_DOCUMENT SECTION_:

......

1. Field of the Invention
The present invention relates to an ultrasonic diagnostic apparatus and an ultrasonic diagnostic method, and more particularly, to an ultrasonic diagnostic apparatus and an ultrasonic diagnostic method characteristic of the adjust of gain or dynamic range.
2. Related Art Statement
An ultrasonic diagnostic apparatus is put into practical use for obtaining a biogenic tomogram by irradiating an ultrasonic pulse in vivo and receiving a reflection wave from a biogenic tissue. In particular, an ultrasonic endscope is used for diagnosing a phenomenally-undecided case by inserting the ultrasonic endoscope into the celom.

......

_SUPPLIED DATA_:
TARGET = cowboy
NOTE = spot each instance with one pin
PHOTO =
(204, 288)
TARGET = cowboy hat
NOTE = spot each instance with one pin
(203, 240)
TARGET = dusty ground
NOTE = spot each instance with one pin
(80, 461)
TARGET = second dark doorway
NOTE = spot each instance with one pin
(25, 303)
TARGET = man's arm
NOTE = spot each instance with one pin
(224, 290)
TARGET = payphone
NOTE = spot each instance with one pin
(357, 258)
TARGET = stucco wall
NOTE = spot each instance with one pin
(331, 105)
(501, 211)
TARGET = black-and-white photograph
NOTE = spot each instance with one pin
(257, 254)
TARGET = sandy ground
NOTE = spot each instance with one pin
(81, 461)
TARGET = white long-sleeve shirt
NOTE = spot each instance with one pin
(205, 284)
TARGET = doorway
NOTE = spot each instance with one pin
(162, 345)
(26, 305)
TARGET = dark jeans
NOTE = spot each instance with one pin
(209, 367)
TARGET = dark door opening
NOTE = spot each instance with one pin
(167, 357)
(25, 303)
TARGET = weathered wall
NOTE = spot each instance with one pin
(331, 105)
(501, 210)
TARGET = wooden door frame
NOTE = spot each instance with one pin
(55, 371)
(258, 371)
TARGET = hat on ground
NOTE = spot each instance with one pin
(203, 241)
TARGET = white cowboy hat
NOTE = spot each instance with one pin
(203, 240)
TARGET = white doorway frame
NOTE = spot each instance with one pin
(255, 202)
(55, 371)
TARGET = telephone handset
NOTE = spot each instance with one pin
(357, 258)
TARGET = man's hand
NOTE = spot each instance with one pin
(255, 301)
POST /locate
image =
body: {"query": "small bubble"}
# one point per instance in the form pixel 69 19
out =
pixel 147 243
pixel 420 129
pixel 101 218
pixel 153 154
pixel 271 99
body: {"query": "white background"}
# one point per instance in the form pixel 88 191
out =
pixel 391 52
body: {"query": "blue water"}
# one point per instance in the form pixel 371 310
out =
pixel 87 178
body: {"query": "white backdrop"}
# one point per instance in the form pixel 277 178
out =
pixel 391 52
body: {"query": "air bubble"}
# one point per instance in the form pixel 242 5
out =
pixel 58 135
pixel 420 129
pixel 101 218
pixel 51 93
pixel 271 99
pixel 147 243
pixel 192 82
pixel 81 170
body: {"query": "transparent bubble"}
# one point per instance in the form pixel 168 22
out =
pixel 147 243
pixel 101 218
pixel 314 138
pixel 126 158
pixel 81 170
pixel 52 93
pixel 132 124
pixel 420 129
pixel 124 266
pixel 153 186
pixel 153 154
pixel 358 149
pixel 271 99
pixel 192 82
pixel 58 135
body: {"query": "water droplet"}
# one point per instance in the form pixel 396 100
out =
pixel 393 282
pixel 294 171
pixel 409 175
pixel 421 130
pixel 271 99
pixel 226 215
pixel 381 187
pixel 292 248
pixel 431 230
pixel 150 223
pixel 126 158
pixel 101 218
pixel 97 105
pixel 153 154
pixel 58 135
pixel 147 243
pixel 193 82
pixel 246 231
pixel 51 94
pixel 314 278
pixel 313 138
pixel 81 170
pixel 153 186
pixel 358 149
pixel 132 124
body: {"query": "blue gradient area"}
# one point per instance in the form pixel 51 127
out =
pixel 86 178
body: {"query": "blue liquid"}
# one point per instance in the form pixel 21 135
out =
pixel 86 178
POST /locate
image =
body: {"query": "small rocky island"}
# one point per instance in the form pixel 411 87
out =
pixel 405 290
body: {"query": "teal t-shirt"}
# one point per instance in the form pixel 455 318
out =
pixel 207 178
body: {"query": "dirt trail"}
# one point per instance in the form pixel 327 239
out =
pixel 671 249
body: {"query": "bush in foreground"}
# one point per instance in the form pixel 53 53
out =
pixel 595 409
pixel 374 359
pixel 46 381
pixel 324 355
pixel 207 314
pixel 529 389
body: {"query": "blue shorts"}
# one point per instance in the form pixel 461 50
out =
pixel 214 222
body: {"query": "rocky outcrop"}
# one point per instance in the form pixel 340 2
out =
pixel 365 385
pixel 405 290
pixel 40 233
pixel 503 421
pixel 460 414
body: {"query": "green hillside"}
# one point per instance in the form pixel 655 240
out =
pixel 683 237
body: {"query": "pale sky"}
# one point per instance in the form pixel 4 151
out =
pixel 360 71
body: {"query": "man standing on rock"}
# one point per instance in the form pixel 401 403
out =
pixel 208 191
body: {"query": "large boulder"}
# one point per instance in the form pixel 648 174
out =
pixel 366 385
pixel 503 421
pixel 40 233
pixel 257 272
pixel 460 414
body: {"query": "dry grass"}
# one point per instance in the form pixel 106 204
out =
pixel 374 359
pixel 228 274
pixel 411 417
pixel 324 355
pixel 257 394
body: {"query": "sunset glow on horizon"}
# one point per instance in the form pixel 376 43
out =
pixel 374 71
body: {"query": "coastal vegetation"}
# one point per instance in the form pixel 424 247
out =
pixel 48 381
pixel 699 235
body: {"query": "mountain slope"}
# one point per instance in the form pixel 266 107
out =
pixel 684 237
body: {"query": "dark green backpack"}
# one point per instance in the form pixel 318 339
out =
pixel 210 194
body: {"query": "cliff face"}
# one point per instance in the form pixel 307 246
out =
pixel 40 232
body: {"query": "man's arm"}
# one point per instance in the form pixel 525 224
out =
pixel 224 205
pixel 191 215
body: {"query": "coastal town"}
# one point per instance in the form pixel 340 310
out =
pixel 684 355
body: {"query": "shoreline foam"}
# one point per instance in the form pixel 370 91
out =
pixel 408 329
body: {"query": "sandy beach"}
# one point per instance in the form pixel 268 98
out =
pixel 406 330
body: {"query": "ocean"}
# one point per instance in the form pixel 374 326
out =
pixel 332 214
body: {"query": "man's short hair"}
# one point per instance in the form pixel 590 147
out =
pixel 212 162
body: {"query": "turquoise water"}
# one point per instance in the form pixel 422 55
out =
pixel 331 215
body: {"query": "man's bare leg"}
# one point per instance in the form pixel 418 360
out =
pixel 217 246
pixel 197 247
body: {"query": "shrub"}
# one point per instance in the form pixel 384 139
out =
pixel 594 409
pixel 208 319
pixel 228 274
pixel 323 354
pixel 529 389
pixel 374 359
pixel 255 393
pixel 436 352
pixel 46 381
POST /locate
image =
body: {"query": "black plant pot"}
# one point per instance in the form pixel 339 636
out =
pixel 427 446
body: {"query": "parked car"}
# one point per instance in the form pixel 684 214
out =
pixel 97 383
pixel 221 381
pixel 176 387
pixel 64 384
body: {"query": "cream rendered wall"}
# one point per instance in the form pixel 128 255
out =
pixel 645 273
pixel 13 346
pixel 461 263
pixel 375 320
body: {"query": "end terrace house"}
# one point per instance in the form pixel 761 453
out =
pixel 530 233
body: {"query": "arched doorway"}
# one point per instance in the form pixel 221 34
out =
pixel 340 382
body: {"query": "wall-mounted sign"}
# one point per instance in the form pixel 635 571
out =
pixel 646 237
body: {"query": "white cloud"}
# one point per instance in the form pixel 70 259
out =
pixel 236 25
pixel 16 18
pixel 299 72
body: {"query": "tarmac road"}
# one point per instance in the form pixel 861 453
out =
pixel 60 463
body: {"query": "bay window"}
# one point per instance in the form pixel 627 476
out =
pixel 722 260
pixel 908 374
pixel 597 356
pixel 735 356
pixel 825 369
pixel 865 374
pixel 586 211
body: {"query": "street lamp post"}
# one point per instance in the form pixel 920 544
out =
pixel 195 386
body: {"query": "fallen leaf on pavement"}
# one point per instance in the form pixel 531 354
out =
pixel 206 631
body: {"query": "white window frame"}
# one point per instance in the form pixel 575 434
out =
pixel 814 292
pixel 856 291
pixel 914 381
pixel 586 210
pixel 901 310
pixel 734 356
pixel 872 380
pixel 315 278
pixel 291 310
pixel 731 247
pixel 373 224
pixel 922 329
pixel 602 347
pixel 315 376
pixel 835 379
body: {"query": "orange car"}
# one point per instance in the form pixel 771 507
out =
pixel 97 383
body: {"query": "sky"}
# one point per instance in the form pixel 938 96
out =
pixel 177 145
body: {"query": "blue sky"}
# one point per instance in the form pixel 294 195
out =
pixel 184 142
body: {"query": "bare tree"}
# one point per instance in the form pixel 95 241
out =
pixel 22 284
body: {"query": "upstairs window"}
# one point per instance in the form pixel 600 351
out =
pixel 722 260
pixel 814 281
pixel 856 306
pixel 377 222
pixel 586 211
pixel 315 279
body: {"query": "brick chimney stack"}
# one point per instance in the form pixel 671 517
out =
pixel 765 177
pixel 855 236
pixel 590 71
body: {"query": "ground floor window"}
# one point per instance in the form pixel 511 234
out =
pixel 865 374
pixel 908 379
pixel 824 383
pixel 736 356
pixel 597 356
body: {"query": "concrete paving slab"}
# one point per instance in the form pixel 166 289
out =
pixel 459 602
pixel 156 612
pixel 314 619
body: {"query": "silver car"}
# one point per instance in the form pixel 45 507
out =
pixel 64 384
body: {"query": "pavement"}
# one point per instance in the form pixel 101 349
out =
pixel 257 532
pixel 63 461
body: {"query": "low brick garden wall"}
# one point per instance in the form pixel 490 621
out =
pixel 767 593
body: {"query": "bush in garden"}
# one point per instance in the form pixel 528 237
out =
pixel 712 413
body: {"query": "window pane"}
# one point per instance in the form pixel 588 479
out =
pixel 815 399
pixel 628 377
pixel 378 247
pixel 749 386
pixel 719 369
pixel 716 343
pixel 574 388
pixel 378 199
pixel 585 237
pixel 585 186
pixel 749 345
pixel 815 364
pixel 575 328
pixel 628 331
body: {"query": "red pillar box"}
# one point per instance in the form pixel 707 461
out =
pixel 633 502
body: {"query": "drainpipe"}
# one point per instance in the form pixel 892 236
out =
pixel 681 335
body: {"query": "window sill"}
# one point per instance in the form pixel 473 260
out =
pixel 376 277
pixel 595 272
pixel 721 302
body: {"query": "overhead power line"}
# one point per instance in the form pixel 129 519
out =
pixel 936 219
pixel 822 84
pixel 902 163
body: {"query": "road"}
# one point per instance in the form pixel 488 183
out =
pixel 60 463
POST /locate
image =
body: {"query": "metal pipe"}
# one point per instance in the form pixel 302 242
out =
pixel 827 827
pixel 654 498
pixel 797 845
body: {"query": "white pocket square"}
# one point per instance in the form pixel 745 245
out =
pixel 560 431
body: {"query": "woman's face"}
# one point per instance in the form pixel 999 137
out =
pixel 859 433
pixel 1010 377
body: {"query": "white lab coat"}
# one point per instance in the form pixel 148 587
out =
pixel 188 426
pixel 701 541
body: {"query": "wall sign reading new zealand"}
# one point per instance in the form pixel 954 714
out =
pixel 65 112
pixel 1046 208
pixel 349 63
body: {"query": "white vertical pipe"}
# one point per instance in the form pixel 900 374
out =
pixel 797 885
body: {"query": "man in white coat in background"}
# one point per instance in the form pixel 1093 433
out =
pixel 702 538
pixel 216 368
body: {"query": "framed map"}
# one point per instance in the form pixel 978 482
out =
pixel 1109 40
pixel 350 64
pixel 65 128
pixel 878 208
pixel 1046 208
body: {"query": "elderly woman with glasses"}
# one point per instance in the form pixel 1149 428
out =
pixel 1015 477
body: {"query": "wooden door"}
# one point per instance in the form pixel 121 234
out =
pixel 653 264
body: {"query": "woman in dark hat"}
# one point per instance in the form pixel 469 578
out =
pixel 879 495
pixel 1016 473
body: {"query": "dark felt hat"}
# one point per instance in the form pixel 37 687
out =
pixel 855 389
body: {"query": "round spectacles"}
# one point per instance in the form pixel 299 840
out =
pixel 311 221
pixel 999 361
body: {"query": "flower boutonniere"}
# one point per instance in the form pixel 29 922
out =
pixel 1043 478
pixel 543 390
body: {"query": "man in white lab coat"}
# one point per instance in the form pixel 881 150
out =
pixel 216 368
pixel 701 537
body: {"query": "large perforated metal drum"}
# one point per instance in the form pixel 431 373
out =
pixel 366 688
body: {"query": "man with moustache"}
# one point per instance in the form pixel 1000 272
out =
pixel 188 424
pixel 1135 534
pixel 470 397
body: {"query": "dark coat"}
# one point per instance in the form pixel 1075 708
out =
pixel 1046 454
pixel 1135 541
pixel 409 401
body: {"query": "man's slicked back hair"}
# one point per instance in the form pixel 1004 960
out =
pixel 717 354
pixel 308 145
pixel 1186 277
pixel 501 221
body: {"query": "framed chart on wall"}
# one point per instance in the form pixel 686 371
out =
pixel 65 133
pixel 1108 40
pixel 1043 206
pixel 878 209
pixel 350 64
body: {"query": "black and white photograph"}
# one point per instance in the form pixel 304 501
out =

......

Reproduce the part of the ultrasonic diagnostic apparatus text between "1. Field of" and "or dynamic range.", inclusive.

_RESULT_:
1. Field of the Invention
The present invention relates to an ultrasonic diagnostic apparatus and an ultrasonic diagnostic method, and more particularly, to an ultrasonic diagnostic apparatus and an ultrasonic diagnostic method characteristic of the adjust of gain or dynamic range.